*EXTRACTED TEXT*
+-------+
# Another Jon Boat rebuild.



## delta dooler

A few months ago I picked up a 15' Cajun Special pretty cheap and done some work to it (stripped, painted, added floors, etc) and IMO it turned out great. I had a 40 Hp Tiller Merc from another boat that I dropped on it, and it is downright scary !
Link to other "Redo" --->> http://www.pensacolafishingforum.com/f23/new-old-boat-307281/

So I been looking for a smaller motor and finally come across a 20Hp Johnson on the cheap and picked it up a few days ago, it was missing quite a bit of paint so I sanded and painted it, turned out pretty well i think. 

Before








After








I plan on pulling the 40 Hp Merc off the Cajun Special and putting the 20 Johnson on it , and putting the Merc on my newly aquired boat I picked up. (a 2002 Lowe 1648 Big John)

This boat was really beat and banged up (was used in pier contruction), but it didnt leak a drop so I picked it up for a whopping $100.

It was full of nails, concrete, dirt and whatever you may think of, so the first thing I did was clean it all out. Then straightened as much of the bent up metal I could and off to the blast yard it went.

I picked it up from the yard a couple days ago and decided to remove the middle bench seat, Im also going to extend the bow deck by 2.5'. this will give me alot more floor space as well as cut down on a little weight.

when I got it (NASTY)








all cleaned out








after bench removed








going to add some transom bracing









I pln on adding aluminum floors, Im going to coat them with the same stuff I did on the Cajun Special (Rust Oleum Restore 10X) it has held up quite well in the other boat, looks great, offers great non skid properties as well.

Hopefully Ill be able to get welding done this weekend and start painting on it Monday. I'll post more pics as I progress.


----------



## TeaSea

You have talents. :thumbsup:


----------



## tkh329

Nice!


----------



## skiff89_jr

Can't believe you got away with that boat for $100...jealous


----------



## Jason

Looking good, just a few more $$$$$$$!!!! hahaha


----------



## finfever61

Looks like a great project but your supervisor in a couple pics doesn't look like she's too engaged in the build.


----------



## delta dooler

finfever61 said:


> Looks like a great project but your supervisor in a couple pics doesn't look like she's too engaged in the build.


strictly moral support there ! LOL


----------



## delta dooler

Finally was able to get boat to the shop to get welding done. Welder is backed up and not expecting to get it finished until late in the week .

Decided to try and make my own camo stencils today, we'll see how they turn out soon !


----------



## Mike aka FishWerks

I always enjoy a jon boat project. Looks like your off to a good start! Keep us posted! :thumbsup:


----------



## pigman25

I'm doing the same thing


----------



## DLo

If you don't like how the stencils are working just use limbs from around the yard, try to find some with the leaves spread out a little. I like to spray my lighter colors over these, it gives it a natural shadow effect. Palmetto leaves, oak branches, just tall bunches of grass all work well. Good luck.
+-------+
*RECORD SET*
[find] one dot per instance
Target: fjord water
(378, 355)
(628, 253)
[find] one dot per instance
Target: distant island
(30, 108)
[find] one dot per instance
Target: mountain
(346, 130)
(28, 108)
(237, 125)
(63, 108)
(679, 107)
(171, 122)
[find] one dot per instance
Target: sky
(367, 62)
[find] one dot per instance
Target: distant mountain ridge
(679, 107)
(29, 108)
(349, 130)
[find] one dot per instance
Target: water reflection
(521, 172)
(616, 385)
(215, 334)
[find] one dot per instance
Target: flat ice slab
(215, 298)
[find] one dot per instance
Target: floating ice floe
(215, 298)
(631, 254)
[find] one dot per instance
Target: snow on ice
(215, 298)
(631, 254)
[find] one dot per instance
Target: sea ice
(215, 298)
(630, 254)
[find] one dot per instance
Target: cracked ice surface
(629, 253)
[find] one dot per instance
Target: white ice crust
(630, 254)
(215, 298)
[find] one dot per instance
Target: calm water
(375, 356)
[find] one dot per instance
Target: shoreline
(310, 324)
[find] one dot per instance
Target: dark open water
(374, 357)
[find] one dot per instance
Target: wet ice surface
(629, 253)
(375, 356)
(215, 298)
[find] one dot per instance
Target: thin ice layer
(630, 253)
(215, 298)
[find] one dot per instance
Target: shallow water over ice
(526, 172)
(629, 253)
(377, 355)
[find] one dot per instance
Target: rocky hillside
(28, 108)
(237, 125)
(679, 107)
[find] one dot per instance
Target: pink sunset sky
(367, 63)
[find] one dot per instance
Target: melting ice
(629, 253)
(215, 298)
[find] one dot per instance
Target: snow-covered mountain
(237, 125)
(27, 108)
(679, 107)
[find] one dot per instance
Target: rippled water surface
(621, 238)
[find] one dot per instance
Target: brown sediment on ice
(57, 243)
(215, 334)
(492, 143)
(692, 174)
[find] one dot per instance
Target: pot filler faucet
+-------+
*TASK PROMPT*
Please carry on the jon boat rebuild forum thread, starting with the next post after the last one shown.

*REPLY*
----------



## delta dooler

After 2 weeks of sitting at the welding shop, the welding FINALLY got done. 
I got it home this morning and just applied my 2nd coat of paint. I'm going to let it dry for a couple house before I start my camo job.








Added some transom reinforcement , don't think it "needed" it, just thought I'd beef it up a little just in case.


----------



## delta dooler

Rivet holes welded up where I removed center bench seat


----------



## delta dooler

After 2nd coat of paint.


----------



## Ocean Master

Looks great and it's always fun to restore anything..!


----------



## delta dooler

Finished painting, not to proud of the camo job, but at least it floats and it'll serve the purpose.


----------



## delta dooler




----------



## delta dooler




----------



## delta dooler




----------



## skiff89_jr

Looks good. Camo doesn't look bad in my opinion.


----------



## Mike Moore

Fine job!


----------



## Mike aka FishWerks

The boat looks great!


----------



## delta dooler

My aluminum floor hookup fell through and um too cheap to buy the other flooring I found, so I went with some 19/32 plywood, got it cut to fit this evening, I'm gonna paint the underside and topside Tommorow, hopefully by painting the underside and by sealing the edges,I can get a few years out of it before it rots away.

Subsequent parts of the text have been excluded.